# Start of RECORDS SHOWN

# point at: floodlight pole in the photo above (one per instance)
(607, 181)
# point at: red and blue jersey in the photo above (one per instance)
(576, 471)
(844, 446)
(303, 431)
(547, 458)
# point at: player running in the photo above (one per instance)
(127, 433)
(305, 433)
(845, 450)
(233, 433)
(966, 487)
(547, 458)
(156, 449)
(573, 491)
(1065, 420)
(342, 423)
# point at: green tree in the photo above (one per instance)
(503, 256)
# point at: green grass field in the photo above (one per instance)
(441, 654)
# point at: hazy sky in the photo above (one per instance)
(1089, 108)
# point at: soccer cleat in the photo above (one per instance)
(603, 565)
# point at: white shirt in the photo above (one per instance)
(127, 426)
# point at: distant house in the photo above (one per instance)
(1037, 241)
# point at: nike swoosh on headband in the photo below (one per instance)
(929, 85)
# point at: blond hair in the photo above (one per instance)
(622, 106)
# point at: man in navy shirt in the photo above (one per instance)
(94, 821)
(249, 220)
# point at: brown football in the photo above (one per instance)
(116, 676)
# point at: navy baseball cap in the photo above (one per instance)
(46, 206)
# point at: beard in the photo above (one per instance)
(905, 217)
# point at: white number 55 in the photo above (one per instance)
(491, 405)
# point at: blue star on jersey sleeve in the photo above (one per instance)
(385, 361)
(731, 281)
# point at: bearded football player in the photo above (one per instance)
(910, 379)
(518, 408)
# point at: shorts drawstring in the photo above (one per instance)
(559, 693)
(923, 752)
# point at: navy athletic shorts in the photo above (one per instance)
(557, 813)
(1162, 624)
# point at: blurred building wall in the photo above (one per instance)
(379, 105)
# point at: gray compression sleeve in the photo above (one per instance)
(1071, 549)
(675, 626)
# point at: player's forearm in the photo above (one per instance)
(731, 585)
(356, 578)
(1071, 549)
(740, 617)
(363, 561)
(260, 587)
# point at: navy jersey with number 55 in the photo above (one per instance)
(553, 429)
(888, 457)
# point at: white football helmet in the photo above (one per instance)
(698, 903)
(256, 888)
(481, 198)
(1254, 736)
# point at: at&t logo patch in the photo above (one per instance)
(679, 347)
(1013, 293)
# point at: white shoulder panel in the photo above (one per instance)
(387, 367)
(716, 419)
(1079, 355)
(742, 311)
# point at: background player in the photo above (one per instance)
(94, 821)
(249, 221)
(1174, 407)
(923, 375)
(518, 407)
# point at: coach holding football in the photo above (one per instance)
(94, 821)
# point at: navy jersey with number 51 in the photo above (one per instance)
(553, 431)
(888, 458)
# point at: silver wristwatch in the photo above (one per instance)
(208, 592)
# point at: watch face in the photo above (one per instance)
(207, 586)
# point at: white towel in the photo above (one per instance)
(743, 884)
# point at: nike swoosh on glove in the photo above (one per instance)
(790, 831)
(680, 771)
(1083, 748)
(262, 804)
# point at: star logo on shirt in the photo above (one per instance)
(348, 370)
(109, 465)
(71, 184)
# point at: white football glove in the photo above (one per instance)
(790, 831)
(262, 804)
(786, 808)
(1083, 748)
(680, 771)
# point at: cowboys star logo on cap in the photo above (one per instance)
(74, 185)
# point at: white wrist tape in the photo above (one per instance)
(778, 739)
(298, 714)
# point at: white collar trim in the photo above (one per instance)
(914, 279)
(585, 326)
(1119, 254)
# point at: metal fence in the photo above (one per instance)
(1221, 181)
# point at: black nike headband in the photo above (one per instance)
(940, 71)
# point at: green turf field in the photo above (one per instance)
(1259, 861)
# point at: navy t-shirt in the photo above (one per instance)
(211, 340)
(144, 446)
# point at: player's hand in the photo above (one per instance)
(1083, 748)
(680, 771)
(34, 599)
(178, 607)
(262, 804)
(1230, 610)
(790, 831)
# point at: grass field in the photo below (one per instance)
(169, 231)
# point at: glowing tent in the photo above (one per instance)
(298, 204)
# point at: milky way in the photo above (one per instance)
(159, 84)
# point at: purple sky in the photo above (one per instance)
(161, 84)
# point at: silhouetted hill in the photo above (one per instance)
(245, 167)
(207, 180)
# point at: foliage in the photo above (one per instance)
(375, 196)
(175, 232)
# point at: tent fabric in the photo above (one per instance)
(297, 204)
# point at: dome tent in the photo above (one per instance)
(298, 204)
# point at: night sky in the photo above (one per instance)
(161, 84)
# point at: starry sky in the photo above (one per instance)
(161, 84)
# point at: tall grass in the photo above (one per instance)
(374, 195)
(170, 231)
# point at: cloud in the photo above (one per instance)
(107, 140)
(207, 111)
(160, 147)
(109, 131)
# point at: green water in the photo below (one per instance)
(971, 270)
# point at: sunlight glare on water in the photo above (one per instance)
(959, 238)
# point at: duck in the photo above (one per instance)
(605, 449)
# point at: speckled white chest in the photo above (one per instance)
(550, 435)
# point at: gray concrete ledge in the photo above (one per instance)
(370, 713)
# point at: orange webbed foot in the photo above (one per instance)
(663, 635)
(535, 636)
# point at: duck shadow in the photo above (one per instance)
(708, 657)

# End of RECORDS SHOWN

● **WHAT THIS TASK INVOLVES**
Each line from the one containing "# point at: cowboys" to the final line of the entries above must be returned exactly, and no other line may appear.

● **RESPONSE TO THE EXERCISE**
# point at: cowboys star logo on cap in the photo above (one per instance)
(74, 185)
# point at: white wrist tape in the photo above (one per instance)
(778, 739)
(298, 714)
# point at: white collar trim in the photo above (one per instance)
(914, 279)
(585, 326)
(1119, 254)
# point at: metal fence in the photo above (one per instance)
(1221, 181)
# point at: black nike headband in the photo above (one per instance)
(940, 71)
# point at: green turf field in the photo above (one per instance)
(1259, 861)
# point at: navy t-shirt in the photo above (one per instance)
(211, 340)
(144, 446)
# point at: player's hand in the photo above (one per instance)
(1083, 748)
(680, 771)
(34, 599)
(178, 607)
(262, 804)
(1230, 610)
(790, 831)
# point at: grass field in the photo below (one per instance)
(169, 231)
# point at: glowing tent in the photo above (one per instance)
(298, 204)
# point at: milky way in the photo above (one per instance)
(159, 84)
# point at: purple sky in the photo above (one per instance)
(161, 84)
# point at: silhouetted hill in the photo above (one per instance)
(245, 167)
(207, 180)
# point at: foliage in the photo above (one per instance)
(375, 196)
(175, 232)
# point at: tent fabric in the photo above (one per instance)
(297, 204)
# point at: dome tent in the photo above (one per instance)
(298, 204)
# point at: night sky in the photo above (one per instance)
(161, 84)
# point at: starry sky in the photo above (one per instance)
(161, 84)
# point at: tall grass in the photo above (one per instance)
(374, 195)
(170, 231)
# point at: cloud in the photo above (one per instance)
(107, 140)
(207, 111)
(160, 147)
(109, 131)
# point at: green water in the photo below (one per instance)
(971, 270)
# point at: sunlight glare on water in the photo above (one per instance)
(959, 238)
# point at: duck in the photo above (one per instance)
(605, 449)
# point at: speckled white chest in the photo above (one per instance)
(550, 435)
# point at: gray concrete ledge in the photo above (one per instance)
(370, 713)
# point at: orange webbed foot in the photo above (one per instance)
(663, 635)
(535, 636)
# point at: duck shadow in the photo above (one per instance)
(708, 657)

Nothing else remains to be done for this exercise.